> [Source extract]:
--- --- ---

The Question of Good & Evil: Letting Go of Blame & Guilt (part 2)

It is often the case that our dreamtime reactions, as our automatic waking life reactions, are based on assumption and prejudice—conditioning from past experience—rather than on inquiry and curiosity, which would require our disidentified abiding in the present moment.  Far from criticizing us, dreammaker offers us the opportunity to objectively observe ourselves.

When we—as the me-in-the-dream—are at the center of the dream story, the dream ego reveals to us our stance, our vulnerabilities, our attitudes, our judgments, reactions, and omissions.  It is impatient, wishing for conditions to be different or change.  It is concerned with being seen, heard, and taken into account.  It is repeatedly inconvenienced.  If circumstances do not align with its standards and wishes, the dream ego is hurt, offended, indignant, self-righteous, scheming, tricking, tense, self-conscious, uncomfortable, worried, insecure, concerned with appearances and what others will think and say.  Even if duplicitous, it tends to believe it knows better, it knows what is right and is convinced it stands by it unwaveringly.  Often the dream ego surprises us with its outrageous, seemingly out of character responses.

The me-in-the-dream, as is generally the case with our habitual waking self, evaluates everything as an effect of something, and so it tirelessly looks for the origin of the perceived effect.  If it feels fear, it looks for something to be afraid of.  If it feels insecure or threatened, it looks for something or someone to project onto as the source of threat.  If its plans have been ignored, changed or ruined, or if its wellbeing has been compromised, it looks for scheming maliciousness around itself.

The dream ego exposes our unconscious strategies that find cause for everything that does not go our way, that find cause outside ourselves for how we feel and for what we sense.  In other words, the dream ego, as the representation of our unchecked waking ego, is hung up on a fairness-unfairness duality, actively administering blame, guilt, and shame in its attempts to neutralize the pressure of the antinomous experience.

--- --- ---

> [Dataset entries]:

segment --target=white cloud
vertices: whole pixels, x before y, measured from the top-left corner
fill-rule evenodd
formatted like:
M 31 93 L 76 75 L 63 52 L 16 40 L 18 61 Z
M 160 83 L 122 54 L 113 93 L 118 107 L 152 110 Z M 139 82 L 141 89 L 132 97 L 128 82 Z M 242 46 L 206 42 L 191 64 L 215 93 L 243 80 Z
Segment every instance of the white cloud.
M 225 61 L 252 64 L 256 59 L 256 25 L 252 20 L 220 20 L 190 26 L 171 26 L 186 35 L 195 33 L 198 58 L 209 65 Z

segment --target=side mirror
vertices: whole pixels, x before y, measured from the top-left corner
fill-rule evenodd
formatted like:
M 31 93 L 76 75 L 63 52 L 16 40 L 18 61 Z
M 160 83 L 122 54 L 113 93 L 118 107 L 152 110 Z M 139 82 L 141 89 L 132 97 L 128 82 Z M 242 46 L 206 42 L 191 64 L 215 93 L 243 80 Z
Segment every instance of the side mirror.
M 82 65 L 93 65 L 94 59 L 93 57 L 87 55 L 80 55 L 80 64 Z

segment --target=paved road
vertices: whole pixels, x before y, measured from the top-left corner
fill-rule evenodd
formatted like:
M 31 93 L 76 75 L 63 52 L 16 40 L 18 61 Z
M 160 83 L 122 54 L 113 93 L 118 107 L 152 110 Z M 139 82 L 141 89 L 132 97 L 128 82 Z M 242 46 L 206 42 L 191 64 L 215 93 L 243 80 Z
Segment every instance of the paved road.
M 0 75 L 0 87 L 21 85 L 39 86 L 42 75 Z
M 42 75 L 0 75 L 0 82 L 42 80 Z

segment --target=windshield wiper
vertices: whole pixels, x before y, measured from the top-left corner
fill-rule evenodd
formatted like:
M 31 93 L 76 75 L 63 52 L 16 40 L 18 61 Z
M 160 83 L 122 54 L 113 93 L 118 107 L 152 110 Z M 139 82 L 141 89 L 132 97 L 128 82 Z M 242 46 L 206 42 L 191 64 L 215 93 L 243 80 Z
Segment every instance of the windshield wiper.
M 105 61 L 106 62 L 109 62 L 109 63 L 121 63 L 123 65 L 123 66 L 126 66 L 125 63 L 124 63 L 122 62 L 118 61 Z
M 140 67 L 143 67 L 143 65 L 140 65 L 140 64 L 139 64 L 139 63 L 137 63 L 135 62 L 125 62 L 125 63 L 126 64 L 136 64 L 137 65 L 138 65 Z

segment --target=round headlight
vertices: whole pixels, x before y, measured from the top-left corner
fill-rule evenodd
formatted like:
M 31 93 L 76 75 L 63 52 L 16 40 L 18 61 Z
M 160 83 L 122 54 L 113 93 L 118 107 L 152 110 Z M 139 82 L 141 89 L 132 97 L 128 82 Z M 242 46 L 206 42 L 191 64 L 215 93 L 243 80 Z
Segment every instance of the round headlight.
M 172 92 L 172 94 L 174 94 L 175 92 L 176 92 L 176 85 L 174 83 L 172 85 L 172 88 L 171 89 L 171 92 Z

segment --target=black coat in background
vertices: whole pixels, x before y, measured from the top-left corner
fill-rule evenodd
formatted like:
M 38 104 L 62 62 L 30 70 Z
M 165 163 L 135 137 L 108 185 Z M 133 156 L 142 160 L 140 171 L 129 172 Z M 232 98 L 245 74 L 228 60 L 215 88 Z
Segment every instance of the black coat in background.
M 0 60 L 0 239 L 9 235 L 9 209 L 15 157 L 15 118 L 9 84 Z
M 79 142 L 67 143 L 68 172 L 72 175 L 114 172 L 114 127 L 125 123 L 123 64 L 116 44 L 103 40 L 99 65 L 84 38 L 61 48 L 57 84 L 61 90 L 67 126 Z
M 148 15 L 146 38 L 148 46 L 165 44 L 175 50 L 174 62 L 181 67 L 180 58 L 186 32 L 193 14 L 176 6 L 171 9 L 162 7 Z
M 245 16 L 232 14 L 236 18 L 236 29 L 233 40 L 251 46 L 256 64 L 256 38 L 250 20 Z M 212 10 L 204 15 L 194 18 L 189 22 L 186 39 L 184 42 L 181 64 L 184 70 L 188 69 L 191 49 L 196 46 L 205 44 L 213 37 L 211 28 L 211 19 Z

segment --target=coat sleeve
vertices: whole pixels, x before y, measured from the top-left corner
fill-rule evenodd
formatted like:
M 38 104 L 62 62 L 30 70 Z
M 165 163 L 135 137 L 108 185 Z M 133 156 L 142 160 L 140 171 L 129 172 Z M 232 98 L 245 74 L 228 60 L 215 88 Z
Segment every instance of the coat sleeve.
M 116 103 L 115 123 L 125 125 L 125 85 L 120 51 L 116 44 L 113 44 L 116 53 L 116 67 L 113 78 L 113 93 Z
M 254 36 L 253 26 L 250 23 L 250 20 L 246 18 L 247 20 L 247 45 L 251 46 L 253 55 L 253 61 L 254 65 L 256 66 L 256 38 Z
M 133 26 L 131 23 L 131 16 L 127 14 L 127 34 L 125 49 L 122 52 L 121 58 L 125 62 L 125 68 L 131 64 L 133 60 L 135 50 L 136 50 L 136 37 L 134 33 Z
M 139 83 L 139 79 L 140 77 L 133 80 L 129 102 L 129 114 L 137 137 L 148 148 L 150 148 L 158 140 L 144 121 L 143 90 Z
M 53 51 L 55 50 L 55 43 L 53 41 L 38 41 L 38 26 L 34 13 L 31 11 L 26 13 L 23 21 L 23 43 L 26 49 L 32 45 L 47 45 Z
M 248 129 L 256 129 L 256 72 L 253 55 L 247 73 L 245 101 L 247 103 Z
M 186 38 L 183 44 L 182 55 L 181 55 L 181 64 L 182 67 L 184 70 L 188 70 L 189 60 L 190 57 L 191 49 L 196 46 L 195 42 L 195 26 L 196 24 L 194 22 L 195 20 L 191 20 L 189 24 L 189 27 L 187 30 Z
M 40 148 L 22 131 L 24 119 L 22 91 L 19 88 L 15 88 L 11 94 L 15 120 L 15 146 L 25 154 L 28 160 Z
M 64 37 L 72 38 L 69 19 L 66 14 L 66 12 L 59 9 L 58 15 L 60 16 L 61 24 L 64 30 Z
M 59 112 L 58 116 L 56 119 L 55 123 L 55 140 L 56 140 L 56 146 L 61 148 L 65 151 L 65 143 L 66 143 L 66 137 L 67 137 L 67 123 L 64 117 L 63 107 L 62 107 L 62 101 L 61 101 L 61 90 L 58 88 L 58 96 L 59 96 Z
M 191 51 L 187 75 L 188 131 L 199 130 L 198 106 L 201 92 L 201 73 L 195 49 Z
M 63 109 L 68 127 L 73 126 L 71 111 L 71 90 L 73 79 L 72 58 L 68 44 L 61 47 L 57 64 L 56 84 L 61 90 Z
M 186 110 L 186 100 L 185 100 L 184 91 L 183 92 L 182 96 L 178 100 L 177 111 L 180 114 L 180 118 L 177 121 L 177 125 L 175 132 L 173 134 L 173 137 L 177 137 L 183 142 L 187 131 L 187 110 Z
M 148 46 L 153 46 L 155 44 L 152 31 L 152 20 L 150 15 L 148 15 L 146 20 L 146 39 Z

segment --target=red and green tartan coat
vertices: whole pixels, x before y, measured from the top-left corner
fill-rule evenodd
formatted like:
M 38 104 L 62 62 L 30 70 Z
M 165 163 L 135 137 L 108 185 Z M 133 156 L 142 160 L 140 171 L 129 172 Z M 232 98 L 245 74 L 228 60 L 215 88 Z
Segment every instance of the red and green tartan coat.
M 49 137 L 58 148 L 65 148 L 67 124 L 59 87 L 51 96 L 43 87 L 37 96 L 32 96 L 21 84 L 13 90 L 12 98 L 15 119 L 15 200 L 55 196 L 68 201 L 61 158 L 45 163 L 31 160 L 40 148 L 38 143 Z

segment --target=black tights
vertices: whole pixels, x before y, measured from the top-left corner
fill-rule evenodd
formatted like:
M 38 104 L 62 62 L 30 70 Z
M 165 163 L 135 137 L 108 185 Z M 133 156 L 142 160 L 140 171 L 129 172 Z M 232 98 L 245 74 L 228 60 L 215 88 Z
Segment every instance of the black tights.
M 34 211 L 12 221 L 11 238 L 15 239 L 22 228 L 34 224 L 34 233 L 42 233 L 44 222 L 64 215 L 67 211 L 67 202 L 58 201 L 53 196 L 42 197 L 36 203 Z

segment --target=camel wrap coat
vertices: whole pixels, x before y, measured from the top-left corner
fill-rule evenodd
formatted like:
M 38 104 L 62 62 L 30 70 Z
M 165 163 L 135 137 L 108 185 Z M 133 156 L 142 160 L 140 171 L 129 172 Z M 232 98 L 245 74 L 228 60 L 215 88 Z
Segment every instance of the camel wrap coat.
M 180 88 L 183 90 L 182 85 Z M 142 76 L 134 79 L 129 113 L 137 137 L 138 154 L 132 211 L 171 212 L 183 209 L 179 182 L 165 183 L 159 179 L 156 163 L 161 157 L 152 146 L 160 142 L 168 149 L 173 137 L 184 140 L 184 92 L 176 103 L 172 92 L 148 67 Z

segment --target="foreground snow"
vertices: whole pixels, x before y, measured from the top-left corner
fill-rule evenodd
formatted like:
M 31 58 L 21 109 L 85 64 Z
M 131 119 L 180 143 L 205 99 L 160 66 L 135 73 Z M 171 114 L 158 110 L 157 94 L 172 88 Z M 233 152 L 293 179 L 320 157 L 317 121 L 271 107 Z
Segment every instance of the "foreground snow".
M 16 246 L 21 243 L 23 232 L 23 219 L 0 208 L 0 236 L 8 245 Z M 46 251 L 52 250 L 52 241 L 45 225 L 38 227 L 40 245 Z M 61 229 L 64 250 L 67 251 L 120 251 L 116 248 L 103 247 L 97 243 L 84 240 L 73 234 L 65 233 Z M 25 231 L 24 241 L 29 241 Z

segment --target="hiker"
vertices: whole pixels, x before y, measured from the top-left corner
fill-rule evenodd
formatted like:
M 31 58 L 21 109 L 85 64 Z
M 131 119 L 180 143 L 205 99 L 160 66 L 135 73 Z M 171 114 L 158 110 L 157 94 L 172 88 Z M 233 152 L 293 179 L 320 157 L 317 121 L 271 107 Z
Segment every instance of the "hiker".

--- --- ---

> [Directions]:
Could you continue the essay about the dream ego, blame, and guilt, picking up after its final sentence?

> [Final result]:
What function does blame serve?  Beyond defending our pride, reclaiming control, and renouncing self-responsibility, blame serves to alleviate discomfort and pain, namely the discomfort and pain of loss—of any kind of loss—in our human experience.  And when there is nothing—no specific thing, circumstance, event, person, group, or entity—to blame for whatever purportedly bad thing that has happened, we exert blame in other ways: projected punishment from life, fate, or God, projected evildoing from abstract sources, or internalized punishment through guilt and shame.

Most notably, blame and guilt keep us perceiving experience through the polarity of right and wrong, of good and evil.  Only a limited number of possibilities could qualify as good and right, and therefore everything else is bad and wrong, and something or someone must be made responsible for it.

Could it be that we are simply reacting to the unfamiliar, unexpected, and unknown in ourselves and our experience with fear, and this fear makes us unbearably uncomfortable?  Could it be that good and evil stand for known and unknown, for loved and not-yet-known-therefore-as-of-yet-unloved?

Just as when in waking life we are stuck in a perspective, we only see—and seek out—proof of exclusively that perspective and miss out on the whole, in dreamtime our dream ego is often stuck in a blatantly displayed limiting perspective we are ready to bring to our conscious awareness.  Dreamtime points to our tendency to abide stuck in a perspective, a past conditioning, an inherited narrative or social construct story so we may realize there is a larger whole that we are missing.

To be continued . . .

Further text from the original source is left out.